» DATASET ENTRIES:
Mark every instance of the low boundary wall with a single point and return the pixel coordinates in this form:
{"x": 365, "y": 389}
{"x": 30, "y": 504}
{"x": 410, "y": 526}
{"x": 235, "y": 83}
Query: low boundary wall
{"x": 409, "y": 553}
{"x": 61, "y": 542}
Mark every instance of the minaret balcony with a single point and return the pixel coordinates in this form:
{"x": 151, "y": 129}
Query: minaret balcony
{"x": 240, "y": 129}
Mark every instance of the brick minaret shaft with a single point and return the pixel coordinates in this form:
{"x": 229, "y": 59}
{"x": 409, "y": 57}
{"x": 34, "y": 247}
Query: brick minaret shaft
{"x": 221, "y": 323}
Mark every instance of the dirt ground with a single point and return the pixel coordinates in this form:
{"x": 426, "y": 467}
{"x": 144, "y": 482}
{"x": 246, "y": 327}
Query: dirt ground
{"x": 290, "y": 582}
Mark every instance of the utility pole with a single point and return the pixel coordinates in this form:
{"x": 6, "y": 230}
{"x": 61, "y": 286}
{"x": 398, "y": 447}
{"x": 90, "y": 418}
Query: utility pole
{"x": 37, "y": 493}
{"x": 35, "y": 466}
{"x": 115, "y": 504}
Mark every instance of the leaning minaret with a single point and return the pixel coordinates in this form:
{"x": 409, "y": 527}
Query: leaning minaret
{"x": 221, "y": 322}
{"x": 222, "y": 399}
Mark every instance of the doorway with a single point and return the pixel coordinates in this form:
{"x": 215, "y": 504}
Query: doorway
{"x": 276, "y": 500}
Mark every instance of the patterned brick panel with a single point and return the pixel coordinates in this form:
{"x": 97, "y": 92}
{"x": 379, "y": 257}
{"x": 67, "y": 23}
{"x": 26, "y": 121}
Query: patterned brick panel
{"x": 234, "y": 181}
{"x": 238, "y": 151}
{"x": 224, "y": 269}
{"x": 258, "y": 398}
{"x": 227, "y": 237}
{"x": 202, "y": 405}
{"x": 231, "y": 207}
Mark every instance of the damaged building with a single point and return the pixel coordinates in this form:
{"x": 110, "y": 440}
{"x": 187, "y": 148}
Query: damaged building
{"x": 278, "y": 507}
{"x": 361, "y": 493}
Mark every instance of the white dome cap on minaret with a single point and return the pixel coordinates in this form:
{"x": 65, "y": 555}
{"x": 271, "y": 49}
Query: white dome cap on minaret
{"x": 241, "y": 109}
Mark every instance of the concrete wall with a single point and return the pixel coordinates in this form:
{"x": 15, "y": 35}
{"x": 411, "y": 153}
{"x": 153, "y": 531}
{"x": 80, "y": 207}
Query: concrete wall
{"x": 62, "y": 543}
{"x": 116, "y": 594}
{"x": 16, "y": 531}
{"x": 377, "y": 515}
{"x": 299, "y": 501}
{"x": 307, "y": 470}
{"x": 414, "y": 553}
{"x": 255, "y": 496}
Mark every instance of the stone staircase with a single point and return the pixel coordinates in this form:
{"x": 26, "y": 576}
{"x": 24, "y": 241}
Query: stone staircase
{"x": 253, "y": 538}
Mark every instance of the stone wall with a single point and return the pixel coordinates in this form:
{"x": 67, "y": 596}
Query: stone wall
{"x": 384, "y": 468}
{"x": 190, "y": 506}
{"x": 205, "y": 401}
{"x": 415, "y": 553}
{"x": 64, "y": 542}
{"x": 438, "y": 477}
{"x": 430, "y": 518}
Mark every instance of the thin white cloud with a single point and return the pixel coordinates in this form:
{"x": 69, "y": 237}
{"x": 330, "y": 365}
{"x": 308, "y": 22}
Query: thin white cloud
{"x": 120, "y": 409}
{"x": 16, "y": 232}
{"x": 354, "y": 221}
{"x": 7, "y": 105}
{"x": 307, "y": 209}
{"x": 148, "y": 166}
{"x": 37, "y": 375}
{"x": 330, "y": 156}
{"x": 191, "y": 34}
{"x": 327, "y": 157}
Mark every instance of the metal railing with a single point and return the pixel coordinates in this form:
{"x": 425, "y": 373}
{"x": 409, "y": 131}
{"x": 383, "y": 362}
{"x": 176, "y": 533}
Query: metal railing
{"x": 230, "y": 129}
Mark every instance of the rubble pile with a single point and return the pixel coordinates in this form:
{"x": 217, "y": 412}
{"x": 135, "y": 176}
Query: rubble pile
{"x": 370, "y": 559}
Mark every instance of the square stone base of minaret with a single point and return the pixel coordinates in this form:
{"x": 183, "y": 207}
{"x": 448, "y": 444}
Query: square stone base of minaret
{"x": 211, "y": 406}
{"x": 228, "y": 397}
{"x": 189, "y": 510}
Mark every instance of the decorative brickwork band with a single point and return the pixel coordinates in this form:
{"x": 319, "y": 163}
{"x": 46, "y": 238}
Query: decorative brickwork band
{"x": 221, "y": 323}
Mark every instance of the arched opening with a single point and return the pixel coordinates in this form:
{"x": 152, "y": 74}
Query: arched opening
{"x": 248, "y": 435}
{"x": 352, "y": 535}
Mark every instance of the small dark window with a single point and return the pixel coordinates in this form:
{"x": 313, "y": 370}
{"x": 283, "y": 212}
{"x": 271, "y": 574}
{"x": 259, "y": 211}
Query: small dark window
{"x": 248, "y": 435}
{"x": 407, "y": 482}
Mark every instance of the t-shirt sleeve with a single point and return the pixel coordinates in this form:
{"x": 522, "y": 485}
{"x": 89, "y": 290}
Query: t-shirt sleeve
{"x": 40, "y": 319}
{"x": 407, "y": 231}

» REQUIRED WORK: Make an exact transcription of all the records.

» RESULT OF THE TASK:
Mark every instance of the low boundary wall with a single point and return the pixel coordinates in this form:
{"x": 365, "y": 389}
{"x": 30, "y": 504}
{"x": 410, "y": 526}
{"x": 235, "y": 83}
Query: low boundary wall
{"x": 409, "y": 553}
{"x": 61, "y": 542}
Mark every instance of the minaret balcony with a single point and return the pixel coordinates in this form:
{"x": 151, "y": 129}
Query: minaret balcony
{"x": 240, "y": 129}
Mark every instance of the brick minaret shaft with a single point and return the pixel coordinates in this form:
{"x": 229, "y": 59}
{"x": 409, "y": 57}
{"x": 34, "y": 247}
Query: brick minaret shaft
{"x": 221, "y": 323}
Mark every instance of the dirt ground with a single point and return the pixel coordinates in this form:
{"x": 426, "y": 467}
{"x": 144, "y": 482}
{"x": 246, "y": 327}
Query: dirt ground
{"x": 290, "y": 582}
Mark every instance of the utility pole with a single point and return the pixel coordinates in this form:
{"x": 6, "y": 230}
{"x": 61, "y": 286}
{"x": 398, "y": 447}
{"x": 90, "y": 418}
Query: utility pole
{"x": 37, "y": 493}
{"x": 35, "y": 466}
{"x": 115, "y": 504}
Mark every instance of the leaning minaret with a single point and return the pixel coordinates in this form:
{"x": 409, "y": 527}
Query: leaning minaret
{"x": 221, "y": 322}
{"x": 222, "y": 399}
Mark every instance of the doorway with a single point and return the pixel coordinates in this form:
{"x": 215, "y": 504}
Query: doorway
{"x": 276, "y": 500}
Mark every instance of the patterned brick panel with a single point and return the pixel coordinates in this form:
{"x": 97, "y": 92}
{"x": 379, "y": 257}
{"x": 67, "y": 23}
{"x": 26, "y": 121}
Query: patterned brick panel
{"x": 234, "y": 181}
{"x": 238, "y": 151}
{"x": 224, "y": 269}
{"x": 258, "y": 398}
{"x": 227, "y": 237}
{"x": 202, "y": 405}
{"x": 231, "y": 207}
Mark every instance of the damaged building with a single point and return the pixel coordinates in this form:
{"x": 110, "y": 440}
{"x": 187, "y": 148}
Query: damaged building
{"x": 278, "y": 507}
{"x": 361, "y": 493}
Mark every instance of the white dome cap on minaret with a single point and return the pixel coordinates in this form:
{"x": 65, "y": 555}
{"x": 271, "y": 49}
Query: white dome cap on minaret
{"x": 241, "y": 109}
Mark every instance of the concrete wall with a single point and return the pixel coordinates in this form:
{"x": 15, "y": 35}
{"x": 411, "y": 153}
{"x": 153, "y": 531}
{"x": 80, "y": 207}
Query: concrete wall
{"x": 62, "y": 543}
{"x": 116, "y": 594}
{"x": 16, "y": 531}
{"x": 377, "y": 515}
{"x": 299, "y": 501}
{"x": 307, "y": 470}
{"x": 414, "y": 553}
{"x": 255, "y": 496}
Mark every instance of the stone staircase with a single point and return the pixel coordinates in this form:
{"x": 26, "y": 576}
{"x": 24, "y": 241}
Query: stone staircase
{"x": 253, "y": 538}
Mark every instance of the stone wall with a single point and return the pixel coordinates in this form:
{"x": 67, "y": 596}
Query: stone wall
{"x": 384, "y": 468}
{"x": 190, "y": 506}
{"x": 205, "y": 401}
{"x": 415, "y": 553}
{"x": 64, "y": 542}
{"x": 438, "y": 477}
{"x": 430, "y": 518}
Mark every instance of the thin white cloud with a single point and return the pixel coordinates in this form:
{"x": 69, "y": 237}
{"x": 330, "y": 365}
{"x": 308, "y": 22}
Query: thin white cloud
{"x": 120, "y": 409}
{"x": 16, "y": 232}
{"x": 354, "y": 221}
{"x": 7, "y": 105}
{"x": 307, "y": 209}
{"x": 148, "y": 166}
{"x": 37, "y": 375}
{"x": 330, "y": 156}
{"x": 191, "y": 34}
{"x": 327, "y": 157}
Mark every instance of the metal railing with a single point and return the pixel coordinates in this form:
{"x": 425, "y": 373}
{"x": 409, "y": 131}
{"x": 383, "y": 362}
{"x": 176, "y": 533}
Query: metal railing
{"x": 230, "y": 129}
Mark every instance of the rubble pile with a single point and return the pixel coordinates in this form:
{"x": 217, "y": 412}
{"x": 135, "y": 176}
Query: rubble pile
{"x": 370, "y": 559}
Mark every instance of the square stone base of minaret with a single point and return the pixel coordinates in this form:
{"x": 183, "y": 207}
{"x": 448, "y": 444}
Query: square stone base of minaret
{"x": 211, "y": 406}
{"x": 228, "y": 397}
{"x": 189, "y": 510}
Mark every instance of the decorative brickwork band with a single point and return the pixel coordinates in this form:
{"x": 319, "y": 163}
{"x": 46, "y": 238}
Query: decorative brickwork band
{"x": 221, "y": 323}
Mark every instance of the arched opening with a single point and return the pixel coordinates in this form:
{"x": 152, "y": 74}
Query: arched opening
{"x": 248, "y": 435}
{"x": 352, "y": 535}
Mark every instance of the small dark window with a single point and return the pixel coordinates in this form:
{"x": 313, "y": 370}
{"x": 283, "y": 212}
{"x": 271, "y": 574}
{"x": 259, "y": 211}
Query: small dark window
{"x": 248, "y": 435}
{"x": 407, "y": 482}
Mark every instance of the t-shirt sleeve with a single point and return the pixel coordinates in this form:
{"x": 522, "y": 485}
{"x": 89, "y": 290}
Query: t-shirt sleeve
{"x": 40, "y": 319}
{"x": 407, "y": 231}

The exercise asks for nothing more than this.